## WHAT THE TASK ASKS
Give the number of lines in the entries below that contain "trunk". Write nothing besides it.

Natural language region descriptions
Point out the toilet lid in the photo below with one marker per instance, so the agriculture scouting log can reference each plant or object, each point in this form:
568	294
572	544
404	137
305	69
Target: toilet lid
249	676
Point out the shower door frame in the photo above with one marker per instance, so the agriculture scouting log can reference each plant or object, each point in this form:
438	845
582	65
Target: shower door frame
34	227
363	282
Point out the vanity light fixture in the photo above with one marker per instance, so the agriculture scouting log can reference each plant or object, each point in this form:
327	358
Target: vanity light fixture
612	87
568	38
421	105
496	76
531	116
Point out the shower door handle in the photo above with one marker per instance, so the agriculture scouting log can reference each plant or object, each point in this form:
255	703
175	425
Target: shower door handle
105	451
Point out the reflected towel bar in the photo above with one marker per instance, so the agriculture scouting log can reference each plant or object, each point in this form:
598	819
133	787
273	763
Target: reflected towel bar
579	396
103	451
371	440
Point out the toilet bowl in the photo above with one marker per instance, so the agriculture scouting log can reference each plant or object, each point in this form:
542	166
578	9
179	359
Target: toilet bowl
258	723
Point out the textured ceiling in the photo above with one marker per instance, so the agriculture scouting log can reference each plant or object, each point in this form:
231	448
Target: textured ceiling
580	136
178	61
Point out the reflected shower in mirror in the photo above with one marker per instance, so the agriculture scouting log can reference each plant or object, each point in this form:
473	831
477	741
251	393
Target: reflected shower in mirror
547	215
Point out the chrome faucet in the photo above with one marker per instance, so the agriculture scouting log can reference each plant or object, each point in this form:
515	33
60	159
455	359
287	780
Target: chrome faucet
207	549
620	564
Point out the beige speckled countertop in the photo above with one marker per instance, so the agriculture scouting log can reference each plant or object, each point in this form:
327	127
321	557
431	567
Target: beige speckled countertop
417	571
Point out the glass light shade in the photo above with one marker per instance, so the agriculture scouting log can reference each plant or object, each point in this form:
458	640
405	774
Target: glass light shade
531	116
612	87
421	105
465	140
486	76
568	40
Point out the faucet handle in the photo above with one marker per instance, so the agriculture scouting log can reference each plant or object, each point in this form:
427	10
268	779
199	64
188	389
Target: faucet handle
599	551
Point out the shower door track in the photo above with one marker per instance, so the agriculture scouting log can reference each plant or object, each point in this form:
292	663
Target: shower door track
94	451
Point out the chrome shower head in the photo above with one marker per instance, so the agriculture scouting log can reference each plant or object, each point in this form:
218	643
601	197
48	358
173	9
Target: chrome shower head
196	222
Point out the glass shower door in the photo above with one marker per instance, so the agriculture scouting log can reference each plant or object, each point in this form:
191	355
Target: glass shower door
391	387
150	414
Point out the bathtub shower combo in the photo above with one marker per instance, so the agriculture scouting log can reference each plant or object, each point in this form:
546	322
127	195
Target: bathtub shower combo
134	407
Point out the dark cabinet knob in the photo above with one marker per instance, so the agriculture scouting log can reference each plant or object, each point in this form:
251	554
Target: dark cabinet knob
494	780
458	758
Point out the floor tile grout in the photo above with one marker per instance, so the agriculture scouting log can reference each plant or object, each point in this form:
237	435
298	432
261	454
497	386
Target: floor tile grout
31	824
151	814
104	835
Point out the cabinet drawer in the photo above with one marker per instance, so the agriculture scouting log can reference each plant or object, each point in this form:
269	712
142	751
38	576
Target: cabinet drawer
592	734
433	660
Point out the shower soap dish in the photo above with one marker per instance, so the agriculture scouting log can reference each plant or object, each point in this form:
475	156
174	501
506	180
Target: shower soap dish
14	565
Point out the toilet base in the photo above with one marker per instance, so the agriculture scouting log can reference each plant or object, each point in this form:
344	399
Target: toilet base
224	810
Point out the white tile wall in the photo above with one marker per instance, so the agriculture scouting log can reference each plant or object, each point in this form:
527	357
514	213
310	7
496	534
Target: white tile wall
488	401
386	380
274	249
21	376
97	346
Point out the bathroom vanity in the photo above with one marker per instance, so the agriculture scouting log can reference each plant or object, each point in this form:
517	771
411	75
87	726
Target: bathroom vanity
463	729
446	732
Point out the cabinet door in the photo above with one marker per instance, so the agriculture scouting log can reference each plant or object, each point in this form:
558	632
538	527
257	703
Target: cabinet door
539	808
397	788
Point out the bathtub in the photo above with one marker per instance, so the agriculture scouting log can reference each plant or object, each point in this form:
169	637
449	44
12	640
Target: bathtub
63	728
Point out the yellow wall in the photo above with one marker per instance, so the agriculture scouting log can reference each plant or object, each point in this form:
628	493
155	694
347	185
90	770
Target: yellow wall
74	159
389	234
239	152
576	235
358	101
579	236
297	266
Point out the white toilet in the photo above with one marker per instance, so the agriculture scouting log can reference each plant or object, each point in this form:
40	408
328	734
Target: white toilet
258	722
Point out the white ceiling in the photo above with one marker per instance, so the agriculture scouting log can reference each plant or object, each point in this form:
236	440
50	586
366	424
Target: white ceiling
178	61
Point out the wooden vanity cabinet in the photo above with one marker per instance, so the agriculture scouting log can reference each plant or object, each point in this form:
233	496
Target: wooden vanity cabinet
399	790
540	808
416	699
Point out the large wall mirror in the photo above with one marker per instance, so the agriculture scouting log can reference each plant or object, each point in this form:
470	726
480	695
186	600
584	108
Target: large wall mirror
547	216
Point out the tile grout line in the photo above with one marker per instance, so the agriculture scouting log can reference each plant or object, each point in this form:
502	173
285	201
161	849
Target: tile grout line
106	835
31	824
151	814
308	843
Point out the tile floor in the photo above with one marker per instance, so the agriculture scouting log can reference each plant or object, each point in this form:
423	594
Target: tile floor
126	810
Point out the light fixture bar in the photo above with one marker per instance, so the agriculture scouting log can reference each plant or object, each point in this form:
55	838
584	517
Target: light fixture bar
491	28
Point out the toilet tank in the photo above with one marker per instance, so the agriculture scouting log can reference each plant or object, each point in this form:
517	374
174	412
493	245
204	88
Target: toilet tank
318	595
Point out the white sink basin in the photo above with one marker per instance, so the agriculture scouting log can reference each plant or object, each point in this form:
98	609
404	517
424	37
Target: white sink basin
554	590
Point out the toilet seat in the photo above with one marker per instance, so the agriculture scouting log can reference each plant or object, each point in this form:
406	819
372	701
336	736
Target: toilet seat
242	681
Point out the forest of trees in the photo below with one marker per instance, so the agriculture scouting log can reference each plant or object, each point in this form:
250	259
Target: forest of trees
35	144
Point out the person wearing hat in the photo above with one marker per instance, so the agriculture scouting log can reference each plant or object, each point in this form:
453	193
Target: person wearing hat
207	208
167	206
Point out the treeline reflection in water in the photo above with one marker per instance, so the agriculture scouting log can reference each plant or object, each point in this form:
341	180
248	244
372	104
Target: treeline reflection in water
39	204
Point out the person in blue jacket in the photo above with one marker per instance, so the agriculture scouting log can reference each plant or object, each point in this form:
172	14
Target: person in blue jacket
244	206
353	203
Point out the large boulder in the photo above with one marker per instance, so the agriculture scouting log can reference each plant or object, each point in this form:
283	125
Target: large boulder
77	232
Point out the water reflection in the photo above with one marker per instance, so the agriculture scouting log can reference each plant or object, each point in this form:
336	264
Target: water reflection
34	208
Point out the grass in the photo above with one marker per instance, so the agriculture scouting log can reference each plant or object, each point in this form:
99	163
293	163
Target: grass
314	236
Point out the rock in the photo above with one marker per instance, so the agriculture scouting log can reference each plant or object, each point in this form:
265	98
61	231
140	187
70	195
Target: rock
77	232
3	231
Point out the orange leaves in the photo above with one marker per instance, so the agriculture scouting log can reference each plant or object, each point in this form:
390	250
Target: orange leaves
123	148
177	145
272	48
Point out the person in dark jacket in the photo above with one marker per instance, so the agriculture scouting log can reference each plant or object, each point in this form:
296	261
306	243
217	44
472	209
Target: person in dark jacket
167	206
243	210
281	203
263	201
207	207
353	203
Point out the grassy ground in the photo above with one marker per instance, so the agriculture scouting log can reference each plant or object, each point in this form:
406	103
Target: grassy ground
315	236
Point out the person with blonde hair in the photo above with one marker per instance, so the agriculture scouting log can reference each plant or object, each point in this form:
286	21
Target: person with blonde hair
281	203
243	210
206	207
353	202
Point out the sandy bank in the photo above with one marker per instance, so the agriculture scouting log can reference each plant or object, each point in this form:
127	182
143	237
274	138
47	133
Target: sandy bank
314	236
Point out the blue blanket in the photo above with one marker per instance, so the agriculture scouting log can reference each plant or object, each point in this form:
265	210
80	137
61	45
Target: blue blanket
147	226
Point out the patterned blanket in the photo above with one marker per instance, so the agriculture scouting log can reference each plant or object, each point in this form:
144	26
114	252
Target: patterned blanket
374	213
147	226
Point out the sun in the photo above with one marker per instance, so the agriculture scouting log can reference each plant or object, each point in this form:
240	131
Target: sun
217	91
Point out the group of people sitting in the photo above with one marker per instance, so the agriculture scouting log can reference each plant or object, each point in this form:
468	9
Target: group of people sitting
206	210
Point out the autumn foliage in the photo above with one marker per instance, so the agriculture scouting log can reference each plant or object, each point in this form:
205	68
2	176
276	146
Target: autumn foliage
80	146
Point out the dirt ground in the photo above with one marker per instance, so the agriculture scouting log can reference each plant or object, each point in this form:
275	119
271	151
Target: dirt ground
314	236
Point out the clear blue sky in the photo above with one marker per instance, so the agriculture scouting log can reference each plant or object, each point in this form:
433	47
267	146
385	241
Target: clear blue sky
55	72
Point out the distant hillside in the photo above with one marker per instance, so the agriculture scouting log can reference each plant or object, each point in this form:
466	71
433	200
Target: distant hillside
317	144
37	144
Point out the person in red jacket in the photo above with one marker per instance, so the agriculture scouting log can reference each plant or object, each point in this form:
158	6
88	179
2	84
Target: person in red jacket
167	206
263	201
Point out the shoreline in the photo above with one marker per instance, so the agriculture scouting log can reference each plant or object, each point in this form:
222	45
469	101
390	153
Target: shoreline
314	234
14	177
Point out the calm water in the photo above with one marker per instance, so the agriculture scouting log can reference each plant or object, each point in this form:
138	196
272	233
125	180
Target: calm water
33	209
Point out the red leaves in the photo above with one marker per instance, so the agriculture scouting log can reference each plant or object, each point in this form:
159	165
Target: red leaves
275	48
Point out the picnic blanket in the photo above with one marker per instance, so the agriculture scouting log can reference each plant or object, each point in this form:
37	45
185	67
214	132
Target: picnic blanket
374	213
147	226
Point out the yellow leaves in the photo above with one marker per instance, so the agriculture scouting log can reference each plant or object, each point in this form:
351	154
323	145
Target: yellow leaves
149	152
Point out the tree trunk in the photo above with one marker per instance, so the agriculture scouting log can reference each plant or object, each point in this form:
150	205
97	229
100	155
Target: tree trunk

## WRITTEN SOLUTION
2